[Opening Record extracts section]
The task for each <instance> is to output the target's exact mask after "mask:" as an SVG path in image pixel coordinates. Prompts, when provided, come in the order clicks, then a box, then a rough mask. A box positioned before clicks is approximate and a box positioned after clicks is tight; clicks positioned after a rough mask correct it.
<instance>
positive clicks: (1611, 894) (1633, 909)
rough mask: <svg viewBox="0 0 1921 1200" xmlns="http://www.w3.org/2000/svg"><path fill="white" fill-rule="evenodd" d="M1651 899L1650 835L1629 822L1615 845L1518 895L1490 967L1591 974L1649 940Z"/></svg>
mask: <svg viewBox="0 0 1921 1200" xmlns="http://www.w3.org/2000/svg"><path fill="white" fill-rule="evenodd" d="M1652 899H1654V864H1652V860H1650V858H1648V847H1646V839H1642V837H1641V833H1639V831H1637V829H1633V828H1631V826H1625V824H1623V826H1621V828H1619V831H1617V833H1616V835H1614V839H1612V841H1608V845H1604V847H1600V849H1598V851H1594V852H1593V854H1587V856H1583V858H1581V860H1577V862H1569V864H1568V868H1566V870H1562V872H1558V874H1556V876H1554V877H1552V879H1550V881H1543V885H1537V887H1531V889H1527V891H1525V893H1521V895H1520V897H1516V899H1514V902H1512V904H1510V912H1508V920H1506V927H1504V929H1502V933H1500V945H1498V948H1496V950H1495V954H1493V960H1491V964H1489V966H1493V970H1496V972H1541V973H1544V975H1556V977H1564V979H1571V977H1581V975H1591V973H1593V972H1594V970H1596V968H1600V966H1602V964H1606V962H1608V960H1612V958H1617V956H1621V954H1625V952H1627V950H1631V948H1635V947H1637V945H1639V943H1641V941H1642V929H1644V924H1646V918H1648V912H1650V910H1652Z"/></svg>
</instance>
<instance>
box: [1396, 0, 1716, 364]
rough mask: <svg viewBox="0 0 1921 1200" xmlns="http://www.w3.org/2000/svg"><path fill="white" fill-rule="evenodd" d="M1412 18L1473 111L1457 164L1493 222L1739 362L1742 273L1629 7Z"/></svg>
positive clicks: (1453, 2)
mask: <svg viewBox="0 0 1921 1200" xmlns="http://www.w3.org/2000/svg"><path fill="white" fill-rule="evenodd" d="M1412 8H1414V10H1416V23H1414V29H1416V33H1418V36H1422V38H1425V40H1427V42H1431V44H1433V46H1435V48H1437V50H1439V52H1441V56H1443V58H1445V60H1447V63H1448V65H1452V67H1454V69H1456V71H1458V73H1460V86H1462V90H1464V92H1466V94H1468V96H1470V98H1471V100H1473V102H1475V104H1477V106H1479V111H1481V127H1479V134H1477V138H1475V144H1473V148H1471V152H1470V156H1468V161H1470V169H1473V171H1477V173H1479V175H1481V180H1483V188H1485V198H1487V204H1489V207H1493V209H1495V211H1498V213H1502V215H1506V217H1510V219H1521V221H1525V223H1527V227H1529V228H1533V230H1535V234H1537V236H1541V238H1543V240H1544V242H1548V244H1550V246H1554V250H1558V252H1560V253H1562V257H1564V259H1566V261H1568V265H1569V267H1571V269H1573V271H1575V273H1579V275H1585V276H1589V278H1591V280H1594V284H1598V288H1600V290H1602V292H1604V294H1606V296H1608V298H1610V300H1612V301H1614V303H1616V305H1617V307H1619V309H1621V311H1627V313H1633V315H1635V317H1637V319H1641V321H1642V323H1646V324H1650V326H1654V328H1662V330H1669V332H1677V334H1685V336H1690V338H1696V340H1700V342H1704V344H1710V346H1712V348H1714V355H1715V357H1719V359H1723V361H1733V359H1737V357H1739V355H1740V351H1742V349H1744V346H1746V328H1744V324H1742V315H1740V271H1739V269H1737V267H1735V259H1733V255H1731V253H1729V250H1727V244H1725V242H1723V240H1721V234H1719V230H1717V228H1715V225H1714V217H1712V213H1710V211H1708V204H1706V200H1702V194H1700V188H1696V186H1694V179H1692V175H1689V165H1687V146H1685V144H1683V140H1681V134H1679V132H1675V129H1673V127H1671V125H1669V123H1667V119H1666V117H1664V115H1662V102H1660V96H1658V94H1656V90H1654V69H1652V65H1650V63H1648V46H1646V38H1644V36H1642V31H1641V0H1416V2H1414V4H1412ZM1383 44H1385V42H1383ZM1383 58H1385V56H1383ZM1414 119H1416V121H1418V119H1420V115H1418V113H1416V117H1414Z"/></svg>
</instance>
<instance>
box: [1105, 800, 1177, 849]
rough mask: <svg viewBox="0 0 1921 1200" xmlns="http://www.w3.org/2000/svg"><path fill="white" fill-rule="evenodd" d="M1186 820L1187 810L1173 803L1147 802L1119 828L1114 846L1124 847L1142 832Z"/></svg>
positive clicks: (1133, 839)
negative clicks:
[Closing Record extracts section]
Task instructions: Quote the rows above verbatim, from their start through the line containing "positive clicks: (1611, 894) (1633, 909)", with both ends included.

Answer section:
The task for each <instance> is to output the target's exact mask after "mask:" as an SVG path in image pixel coordinates. Prompts, when provided, come in the order clicks, then a box, then a rough mask. A box positioned before clicks is approximate and a box positioned after clicks is tight; clicks positioned after a rough mask correct it.
<instance>
positive clicks: (1611, 894) (1633, 909)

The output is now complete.